[Voci di etichettatura delle regioni]
⁂

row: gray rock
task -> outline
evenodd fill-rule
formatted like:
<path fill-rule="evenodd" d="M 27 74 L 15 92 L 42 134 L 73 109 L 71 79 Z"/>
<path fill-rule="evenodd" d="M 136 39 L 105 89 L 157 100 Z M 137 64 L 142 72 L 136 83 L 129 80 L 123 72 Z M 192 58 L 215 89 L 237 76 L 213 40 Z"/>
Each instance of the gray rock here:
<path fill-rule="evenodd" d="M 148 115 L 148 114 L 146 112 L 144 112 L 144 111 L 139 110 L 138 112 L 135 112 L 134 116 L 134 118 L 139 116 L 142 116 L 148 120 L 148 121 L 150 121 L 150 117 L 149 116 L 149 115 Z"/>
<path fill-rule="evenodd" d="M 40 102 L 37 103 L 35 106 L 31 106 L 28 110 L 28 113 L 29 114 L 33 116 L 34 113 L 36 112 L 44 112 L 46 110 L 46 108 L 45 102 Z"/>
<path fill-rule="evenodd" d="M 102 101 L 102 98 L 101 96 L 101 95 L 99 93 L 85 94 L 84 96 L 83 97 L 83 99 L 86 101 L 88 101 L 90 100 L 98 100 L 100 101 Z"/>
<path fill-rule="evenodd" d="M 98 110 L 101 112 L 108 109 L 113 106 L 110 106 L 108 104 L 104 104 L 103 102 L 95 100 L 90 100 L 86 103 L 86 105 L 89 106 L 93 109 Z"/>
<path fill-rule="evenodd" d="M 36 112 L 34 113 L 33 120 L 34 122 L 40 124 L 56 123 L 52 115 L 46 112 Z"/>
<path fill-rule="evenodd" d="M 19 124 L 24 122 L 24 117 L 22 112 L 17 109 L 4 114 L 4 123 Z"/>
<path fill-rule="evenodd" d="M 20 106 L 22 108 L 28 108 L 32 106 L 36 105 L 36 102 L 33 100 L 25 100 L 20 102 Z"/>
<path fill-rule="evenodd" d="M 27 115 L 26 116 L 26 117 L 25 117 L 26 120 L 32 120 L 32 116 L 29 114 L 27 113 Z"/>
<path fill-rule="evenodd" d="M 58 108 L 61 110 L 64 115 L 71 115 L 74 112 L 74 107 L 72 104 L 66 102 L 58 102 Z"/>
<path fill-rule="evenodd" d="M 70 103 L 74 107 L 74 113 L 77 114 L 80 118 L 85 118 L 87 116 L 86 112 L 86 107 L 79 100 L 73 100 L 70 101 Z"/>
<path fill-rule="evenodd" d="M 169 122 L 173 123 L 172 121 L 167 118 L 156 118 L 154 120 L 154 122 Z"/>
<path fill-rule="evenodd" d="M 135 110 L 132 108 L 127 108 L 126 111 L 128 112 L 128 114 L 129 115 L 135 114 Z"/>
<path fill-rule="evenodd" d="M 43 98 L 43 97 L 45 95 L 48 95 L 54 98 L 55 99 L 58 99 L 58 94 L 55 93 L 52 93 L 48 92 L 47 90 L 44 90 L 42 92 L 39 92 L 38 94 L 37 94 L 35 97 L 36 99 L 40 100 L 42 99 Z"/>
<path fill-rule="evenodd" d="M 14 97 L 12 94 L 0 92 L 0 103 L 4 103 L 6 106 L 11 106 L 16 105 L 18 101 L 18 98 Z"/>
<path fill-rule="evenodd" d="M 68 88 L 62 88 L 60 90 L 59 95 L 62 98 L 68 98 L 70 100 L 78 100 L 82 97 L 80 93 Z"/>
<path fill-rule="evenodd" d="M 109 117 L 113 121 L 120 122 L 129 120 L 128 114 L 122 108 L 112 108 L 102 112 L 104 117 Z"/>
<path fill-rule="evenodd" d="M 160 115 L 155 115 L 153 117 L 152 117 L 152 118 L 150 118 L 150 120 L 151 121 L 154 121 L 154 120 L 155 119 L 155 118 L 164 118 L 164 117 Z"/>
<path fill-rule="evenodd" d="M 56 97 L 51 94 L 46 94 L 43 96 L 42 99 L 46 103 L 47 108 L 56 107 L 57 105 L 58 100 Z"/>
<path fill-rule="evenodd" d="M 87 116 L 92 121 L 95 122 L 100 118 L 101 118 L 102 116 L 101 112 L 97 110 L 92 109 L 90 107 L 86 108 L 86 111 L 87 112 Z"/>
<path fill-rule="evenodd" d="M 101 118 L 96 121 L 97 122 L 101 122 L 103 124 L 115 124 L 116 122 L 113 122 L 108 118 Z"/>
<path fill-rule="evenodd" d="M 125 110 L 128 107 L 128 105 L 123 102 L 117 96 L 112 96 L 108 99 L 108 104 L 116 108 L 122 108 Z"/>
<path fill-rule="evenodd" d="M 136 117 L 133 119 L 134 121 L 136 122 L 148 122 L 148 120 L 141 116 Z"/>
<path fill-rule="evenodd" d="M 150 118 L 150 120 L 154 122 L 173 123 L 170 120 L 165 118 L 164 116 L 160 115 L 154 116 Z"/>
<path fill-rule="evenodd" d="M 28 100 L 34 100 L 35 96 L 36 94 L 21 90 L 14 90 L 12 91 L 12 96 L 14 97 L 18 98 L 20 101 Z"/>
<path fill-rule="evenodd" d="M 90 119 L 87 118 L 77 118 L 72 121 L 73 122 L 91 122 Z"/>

⁂

=== Istruzioni ===
Per favore, ricopia tutti i dati qui sopra riga per riga, senza cambiare nulla.

=== Soluzione ===
row: gray rock
task -> outline
evenodd fill-rule
formatted like:
<path fill-rule="evenodd" d="M 27 74 L 15 92 L 42 134 L 73 109 L 71 79 Z"/>
<path fill-rule="evenodd" d="M 136 39 L 105 89 L 157 100 Z M 137 64 L 142 72 L 136 83 L 129 80 L 123 72 Z M 192 58 L 215 89 L 237 76 L 213 40 Z"/>
Each instance of the gray rock here:
<path fill-rule="evenodd" d="M 148 115 L 148 114 L 146 112 L 144 112 L 144 111 L 139 110 L 138 112 L 135 112 L 134 116 L 134 118 L 139 116 L 142 116 L 148 120 L 148 121 L 150 121 L 150 117 L 149 116 L 149 115 Z"/>
<path fill-rule="evenodd" d="M 40 102 L 37 103 L 35 106 L 31 106 L 28 110 L 28 113 L 29 114 L 33 116 L 34 113 L 36 112 L 44 112 L 46 110 L 46 108 L 45 102 Z"/>
<path fill-rule="evenodd" d="M 102 101 L 102 98 L 101 96 L 101 95 L 99 93 L 85 94 L 84 96 L 83 97 L 83 99 L 86 101 L 88 101 L 90 100 L 98 100 L 100 101 Z"/>
<path fill-rule="evenodd" d="M 98 110 L 101 112 L 108 109 L 113 106 L 110 106 L 108 104 L 104 104 L 103 102 L 95 100 L 90 100 L 86 103 L 86 105 L 89 106 L 93 109 Z"/>
<path fill-rule="evenodd" d="M 36 112 L 34 113 L 33 120 L 34 122 L 40 124 L 56 123 L 52 115 L 46 112 Z"/>
<path fill-rule="evenodd" d="M 19 124 L 24 122 L 24 117 L 22 112 L 17 109 L 4 114 L 4 123 Z"/>
<path fill-rule="evenodd" d="M 20 106 L 22 108 L 28 108 L 32 106 L 36 105 L 36 102 L 33 100 L 25 100 L 20 102 Z"/>
<path fill-rule="evenodd" d="M 27 115 L 26 116 L 26 117 L 25 117 L 26 120 L 32 120 L 32 116 L 29 114 L 27 113 Z"/>
<path fill-rule="evenodd" d="M 58 108 L 61 110 L 64 115 L 71 115 L 74 112 L 74 107 L 72 104 L 66 102 L 58 102 Z"/>
<path fill-rule="evenodd" d="M 70 103 L 74 107 L 74 113 L 77 114 L 80 118 L 85 118 L 87 116 L 86 112 L 86 107 L 79 100 L 73 100 L 70 101 Z"/>
<path fill-rule="evenodd" d="M 169 122 L 173 123 L 172 121 L 167 118 L 156 118 L 154 120 L 154 122 Z"/>
<path fill-rule="evenodd" d="M 135 110 L 132 108 L 127 108 L 126 111 L 128 112 L 128 114 L 129 115 L 135 114 Z"/>
<path fill-rule="evenodd" d="M 43 98 L 43 97 L 45 95 L 48 95 L 54 98 L 55 99 L 58 99 L 58 94 L 55 93 L 52 93 L 48 92 L 47 90 L 44 90 L 42 92 L 39 92 L 38 94 L 37 94 L 35 97 L 36 99 L 40 100 L 42 99 Z"/>
<path fill-rule="evenodd" d="M 14 97 L 12 94 L 0 92 L 0 103 L 4 103 L 6 106 L 11 106 L 16 105 L 18 101 L 18 98 Z"/>
<path fill-rule="evenodd" d="M 68 88 L 62 88 L 60 90 L 59 95 L 62 98 L 68 98 L 70 100 L 78 100 L 82 97 L 80 93 Z"/>
<path fill-rule="evenodd" d="M 109 117 L 113 121 L 120 122 L 129 120 L 128 114 L 122 108 L 112 108 L 102 112 L 104 117 Z"/>
<path fill-rule="evenodd" d="M 160 115 L 155 115 L 153 117 L 152 117 L 152 118 L 150 118 L 150 120 L 151 121 L 154 121 L 154 120 L 155 119 L 155 118 L 164 118 L 164 117 Z"/>
<path fill-rule="evenodd" d="M 56 97 L 51 94 L 46 94 L 43 96 L 42 99 L 46 103 L 47 108 L 56 107 L 57 105 L 58 100 Z"/>
<path fill-rule="evenodd" d="M 87 116 L 92 121 L 95 122 L 100 118 L 101 118 L 102 116 L 101 112 L 97 110 L 92 109 L 90 107 L 86 108 L 86 111 L 87 112 Z"/>
<path fill-rule="evenodd" d="M 101 118 L 96 121 L 97 122 L 101 122 L 103 124 L 115 124 L 116 122 L 113 122 L 108 118 Z"/>
<path fill-rule="evenodd" d="M 125 110 L 128 107 L 128 105 L 123 102 L 117 96 L 112 96 L 108 99 L 108 104 L 116 108 L 122 108 Z"/>
<path fill-rule="evenodd" d="M 136 117 L 133 119 L 134 121 L 136 122 L 148 122 L 148 120 L 141 116 Z"/>
<path fill-rule="evenodd" d="M 150 118 L 150 120 L 154 122 L 173 123 L 170 120 L 165 118 L 164 116 L 160 115 L 154 116 Z"/>
<path fill-rule="evenodd" d="M 28 100 L 34 100 L 35 96 L 36 94 L 21 90 L 14 90 L 12 91 L 12 96 L 14 97 L 18 98 L 20 101 Z"/>
<path fill-rule="evenodd" d="M 90 119 L 87 118 L 77 118 L 72 121 L 73 122 L 91 122 Z"/>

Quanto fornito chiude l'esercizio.